==== Supplied entries ====
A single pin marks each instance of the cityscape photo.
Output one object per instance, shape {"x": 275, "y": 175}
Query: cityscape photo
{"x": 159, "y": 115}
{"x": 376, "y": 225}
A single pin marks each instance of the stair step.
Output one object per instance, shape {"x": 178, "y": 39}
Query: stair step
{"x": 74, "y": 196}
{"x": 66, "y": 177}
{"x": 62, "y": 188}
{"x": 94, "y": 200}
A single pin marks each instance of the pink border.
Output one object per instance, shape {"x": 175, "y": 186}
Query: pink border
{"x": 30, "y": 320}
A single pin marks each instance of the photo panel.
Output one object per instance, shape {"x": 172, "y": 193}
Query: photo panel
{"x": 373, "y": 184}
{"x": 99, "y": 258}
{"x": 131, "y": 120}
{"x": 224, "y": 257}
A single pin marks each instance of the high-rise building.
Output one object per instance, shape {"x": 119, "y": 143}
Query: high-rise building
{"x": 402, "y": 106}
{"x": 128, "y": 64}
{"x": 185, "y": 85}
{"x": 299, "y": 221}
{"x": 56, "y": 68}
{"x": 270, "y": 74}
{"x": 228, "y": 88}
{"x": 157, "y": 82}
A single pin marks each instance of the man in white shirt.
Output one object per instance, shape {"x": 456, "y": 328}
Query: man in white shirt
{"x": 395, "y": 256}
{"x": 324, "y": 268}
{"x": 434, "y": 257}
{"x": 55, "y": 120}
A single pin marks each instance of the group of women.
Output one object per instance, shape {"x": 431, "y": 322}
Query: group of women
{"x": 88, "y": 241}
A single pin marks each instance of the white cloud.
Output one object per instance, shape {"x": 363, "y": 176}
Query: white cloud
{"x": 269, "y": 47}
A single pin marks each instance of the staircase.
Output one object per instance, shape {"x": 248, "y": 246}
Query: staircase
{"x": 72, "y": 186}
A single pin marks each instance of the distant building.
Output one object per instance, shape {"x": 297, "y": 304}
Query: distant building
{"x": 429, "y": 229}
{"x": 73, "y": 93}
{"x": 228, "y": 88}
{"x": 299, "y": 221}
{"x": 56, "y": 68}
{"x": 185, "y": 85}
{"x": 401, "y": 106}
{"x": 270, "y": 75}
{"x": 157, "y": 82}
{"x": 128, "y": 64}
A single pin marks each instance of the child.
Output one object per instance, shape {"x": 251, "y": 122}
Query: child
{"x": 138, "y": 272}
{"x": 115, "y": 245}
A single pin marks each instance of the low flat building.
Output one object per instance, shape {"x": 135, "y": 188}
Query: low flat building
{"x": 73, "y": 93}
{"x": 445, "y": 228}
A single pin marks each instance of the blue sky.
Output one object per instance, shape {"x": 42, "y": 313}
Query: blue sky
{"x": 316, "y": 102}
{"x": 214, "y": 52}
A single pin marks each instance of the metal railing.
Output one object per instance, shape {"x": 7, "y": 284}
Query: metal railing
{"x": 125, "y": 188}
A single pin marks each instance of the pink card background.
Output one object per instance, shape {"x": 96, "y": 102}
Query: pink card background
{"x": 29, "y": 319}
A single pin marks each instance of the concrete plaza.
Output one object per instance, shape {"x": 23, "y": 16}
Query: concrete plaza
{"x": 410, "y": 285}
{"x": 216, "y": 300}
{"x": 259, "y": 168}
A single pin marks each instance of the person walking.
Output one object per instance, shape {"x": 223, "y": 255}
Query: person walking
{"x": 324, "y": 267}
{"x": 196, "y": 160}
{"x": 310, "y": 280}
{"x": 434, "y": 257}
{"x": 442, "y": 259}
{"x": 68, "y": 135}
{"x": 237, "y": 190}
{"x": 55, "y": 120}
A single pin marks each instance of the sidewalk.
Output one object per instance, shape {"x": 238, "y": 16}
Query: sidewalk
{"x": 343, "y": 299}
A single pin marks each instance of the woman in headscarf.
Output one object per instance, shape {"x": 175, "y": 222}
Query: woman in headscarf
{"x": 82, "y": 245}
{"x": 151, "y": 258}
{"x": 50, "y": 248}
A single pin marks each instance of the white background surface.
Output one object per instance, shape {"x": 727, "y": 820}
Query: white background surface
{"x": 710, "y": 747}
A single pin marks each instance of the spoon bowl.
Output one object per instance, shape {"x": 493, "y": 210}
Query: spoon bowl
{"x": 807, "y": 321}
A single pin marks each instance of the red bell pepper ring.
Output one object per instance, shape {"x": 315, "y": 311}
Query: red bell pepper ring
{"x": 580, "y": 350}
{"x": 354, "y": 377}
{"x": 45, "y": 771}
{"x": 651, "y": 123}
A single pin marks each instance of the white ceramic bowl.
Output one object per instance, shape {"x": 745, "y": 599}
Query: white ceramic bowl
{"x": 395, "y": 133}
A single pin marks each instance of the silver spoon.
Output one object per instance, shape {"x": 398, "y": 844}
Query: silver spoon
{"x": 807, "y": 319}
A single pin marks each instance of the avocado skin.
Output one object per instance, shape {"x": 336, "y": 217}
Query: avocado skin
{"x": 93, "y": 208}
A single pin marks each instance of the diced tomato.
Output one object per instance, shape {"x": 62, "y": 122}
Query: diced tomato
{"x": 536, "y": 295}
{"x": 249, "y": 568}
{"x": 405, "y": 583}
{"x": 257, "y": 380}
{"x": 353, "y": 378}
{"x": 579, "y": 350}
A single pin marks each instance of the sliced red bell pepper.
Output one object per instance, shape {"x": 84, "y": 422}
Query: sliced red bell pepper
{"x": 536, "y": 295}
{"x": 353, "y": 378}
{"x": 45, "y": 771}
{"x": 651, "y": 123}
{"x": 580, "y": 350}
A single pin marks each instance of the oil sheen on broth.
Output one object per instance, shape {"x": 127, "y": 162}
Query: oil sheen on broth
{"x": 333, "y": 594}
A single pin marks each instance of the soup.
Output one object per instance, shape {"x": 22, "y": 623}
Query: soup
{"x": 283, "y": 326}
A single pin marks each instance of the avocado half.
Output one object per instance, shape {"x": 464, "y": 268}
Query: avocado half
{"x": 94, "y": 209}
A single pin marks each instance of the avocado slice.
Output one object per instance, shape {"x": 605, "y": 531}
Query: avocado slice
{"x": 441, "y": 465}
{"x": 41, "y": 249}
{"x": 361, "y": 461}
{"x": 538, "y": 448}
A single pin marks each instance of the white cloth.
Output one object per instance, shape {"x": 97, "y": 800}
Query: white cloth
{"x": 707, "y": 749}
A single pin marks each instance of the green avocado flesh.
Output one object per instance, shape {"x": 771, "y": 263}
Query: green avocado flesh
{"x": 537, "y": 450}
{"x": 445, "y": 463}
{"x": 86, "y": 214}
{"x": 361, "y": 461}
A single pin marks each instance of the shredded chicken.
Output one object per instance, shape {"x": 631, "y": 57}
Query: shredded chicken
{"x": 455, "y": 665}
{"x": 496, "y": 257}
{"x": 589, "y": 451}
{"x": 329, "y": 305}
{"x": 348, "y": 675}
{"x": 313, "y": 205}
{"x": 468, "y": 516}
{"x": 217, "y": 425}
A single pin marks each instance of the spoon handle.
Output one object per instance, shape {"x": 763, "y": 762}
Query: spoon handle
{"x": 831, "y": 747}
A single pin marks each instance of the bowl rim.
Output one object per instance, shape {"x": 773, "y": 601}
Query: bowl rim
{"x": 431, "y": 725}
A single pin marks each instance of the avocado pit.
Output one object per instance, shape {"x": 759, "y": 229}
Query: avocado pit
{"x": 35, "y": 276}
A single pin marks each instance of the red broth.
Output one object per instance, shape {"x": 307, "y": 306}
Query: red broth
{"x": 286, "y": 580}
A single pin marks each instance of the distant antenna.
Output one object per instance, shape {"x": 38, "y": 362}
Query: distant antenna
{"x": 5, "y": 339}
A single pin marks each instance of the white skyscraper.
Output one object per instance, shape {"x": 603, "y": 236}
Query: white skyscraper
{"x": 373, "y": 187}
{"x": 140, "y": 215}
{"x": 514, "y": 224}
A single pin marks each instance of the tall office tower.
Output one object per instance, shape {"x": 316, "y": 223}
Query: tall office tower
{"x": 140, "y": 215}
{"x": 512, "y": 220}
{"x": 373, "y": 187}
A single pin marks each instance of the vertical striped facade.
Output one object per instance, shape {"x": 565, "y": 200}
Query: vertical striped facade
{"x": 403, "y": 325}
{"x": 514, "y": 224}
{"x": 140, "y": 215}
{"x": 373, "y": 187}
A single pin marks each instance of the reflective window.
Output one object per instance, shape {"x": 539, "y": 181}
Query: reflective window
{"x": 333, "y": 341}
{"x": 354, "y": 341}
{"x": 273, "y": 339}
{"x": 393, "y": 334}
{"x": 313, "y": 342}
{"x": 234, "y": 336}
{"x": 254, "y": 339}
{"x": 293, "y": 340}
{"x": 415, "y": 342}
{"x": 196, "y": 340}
====
■ Problem description ■
Please make an exact copy of the lines above from the line with "Query: green avocado flesh" through the line with "A single pin marks each instance of the red broth.", both ends included.

■ Answer to the problem ■
Query: green avocado flesh
{"x": 537, "y": 450}
{"x": 445, "y": 463}
{"x": 86, "y": 214}
{"x": 361, "y": 461}
A single pin marks each instance of the shredded chicken.
Output one object per instance, shape {"x": 631, "y": 57}
Query: shredded chicken
{"x": 455, "y": 665}
{"x": 496, "y": 257}
{"x": 589, "y": 451}
{"x": 329, "y": 305}
{"x": 348, "y": 675}
{"x": 313, "y": 205}
{"x": 468, "y": 516}
{"x": 217, "y": 425}
A single pin marks each instance of the spoon handle.
Output one object per instance, shape {"x": 763, "y": 762}
Query: spoon handle
{"x": 831, "y": 747}
A single pin marks each instance of the bowl rim.
Output one object per instance, shape {"x": 773, "y": 601}
Query: bowl rim
{"x": 431, "y": 725}
A single pin marks each instance of the avocado pit.
Output one object per instance, shape {"x": 759, "y": 229}
Query: avocado pit
{"x": 35, "y": 276}
A single pin marks each instance of the red broth.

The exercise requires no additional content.